Extracted material -
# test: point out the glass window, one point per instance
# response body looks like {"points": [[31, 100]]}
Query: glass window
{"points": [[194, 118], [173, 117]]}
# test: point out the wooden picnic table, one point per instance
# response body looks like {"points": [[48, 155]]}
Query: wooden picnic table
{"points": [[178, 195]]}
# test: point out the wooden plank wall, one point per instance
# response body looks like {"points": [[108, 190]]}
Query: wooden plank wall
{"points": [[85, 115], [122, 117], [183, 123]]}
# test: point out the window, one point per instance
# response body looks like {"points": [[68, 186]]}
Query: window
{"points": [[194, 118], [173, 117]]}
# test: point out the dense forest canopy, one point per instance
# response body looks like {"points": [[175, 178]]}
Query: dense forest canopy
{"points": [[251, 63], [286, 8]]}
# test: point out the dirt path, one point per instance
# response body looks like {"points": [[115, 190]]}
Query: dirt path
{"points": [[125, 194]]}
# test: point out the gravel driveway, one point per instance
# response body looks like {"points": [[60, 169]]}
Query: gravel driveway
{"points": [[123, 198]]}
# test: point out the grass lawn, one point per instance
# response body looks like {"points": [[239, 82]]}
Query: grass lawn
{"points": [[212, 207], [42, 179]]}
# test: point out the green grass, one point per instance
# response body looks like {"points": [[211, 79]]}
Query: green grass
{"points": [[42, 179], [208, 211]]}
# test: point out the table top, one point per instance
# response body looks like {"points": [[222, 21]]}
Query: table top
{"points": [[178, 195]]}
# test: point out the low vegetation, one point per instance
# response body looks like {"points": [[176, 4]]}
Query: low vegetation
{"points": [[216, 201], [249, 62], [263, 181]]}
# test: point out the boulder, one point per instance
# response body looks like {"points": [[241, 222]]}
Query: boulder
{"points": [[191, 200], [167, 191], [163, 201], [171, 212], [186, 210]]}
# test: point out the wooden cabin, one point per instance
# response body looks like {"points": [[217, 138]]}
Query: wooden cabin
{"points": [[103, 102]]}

Your goal - All of the material must be reproduced exactly.

The response -
# test: point out the glass window, one point per instance
# response body looks like {"points": [[31, 100]]}
Query: glass window
{"points": [[194, 118], [173, 117]]}
# test: point out the wooden picnic table, one point per instance
# response body looks like {"points": [[48, 155]]}
Query: wooden picnic table
{"points": [[178, 195]]}
# test: point out the wooden plank wall, one point per instance
# response body looks like {"points": [[108, 190]]}
Query: wooden plank wall
{"points": [[85, 115], [122, 117], [183, 123]]}
# test: point out the window, one point per instance
# response body looks like {"points": [[68, 186]]}
Query: window
{"points": [[194, 118], [173, 117]]}
# test: point out the dense forest canopy, one point per instance
# response body looks like {"points": [[175, 178]]}
Query: dense forest canopy
{"points": [[251, 63], [286, 8]]}
# test: point out the dirt path, one point per instance
# response body looks like {"points": [[115, 190]]}
Query: dirt path
{"points": [[125, 194]]}
# test: point out the gravel driveway, one point per instance
# response body looks like {"points": [[60, 169]]}
Query: gravel driveway
{"points": [[123, 198]]}
# test: point out the grass lawn, one point per instance
# response body looks like {"points": [[239, 82]]}
Query: grass lawn
{"points": [[212, 207], [42, 179]]}
# test: point out the green grass, one point per instance
# response body looks like {"points": [[211, 79]]}
Query: green grass
{"points": [[42, 179], [208, 211]]}
# test: point out the table top, one point per instance
# response body looks like {"points": [[222, 21]]}
Query: table top
{"points": [[178, 195]]}
# test: point out the low vegetation, one point per instance
# response body looks like {"points": [[176, 4]]}
Query: low vegetation
{"points": [[216, 201], [249, 62], [263, 181]]}
# test: point out the boulder, one point per instance
# response body looks like {"points": [[241, 222]]}
Query: boulder
{"points": [[191, 200], [167, 191], [163, 201], [171, 212], [186, 210]]}
# test: point out the wooden cabin, one point per instance
# response body looks like {"points": [[217, 138]]}
Query: wooden cabin
{"points": [[103, 102]]}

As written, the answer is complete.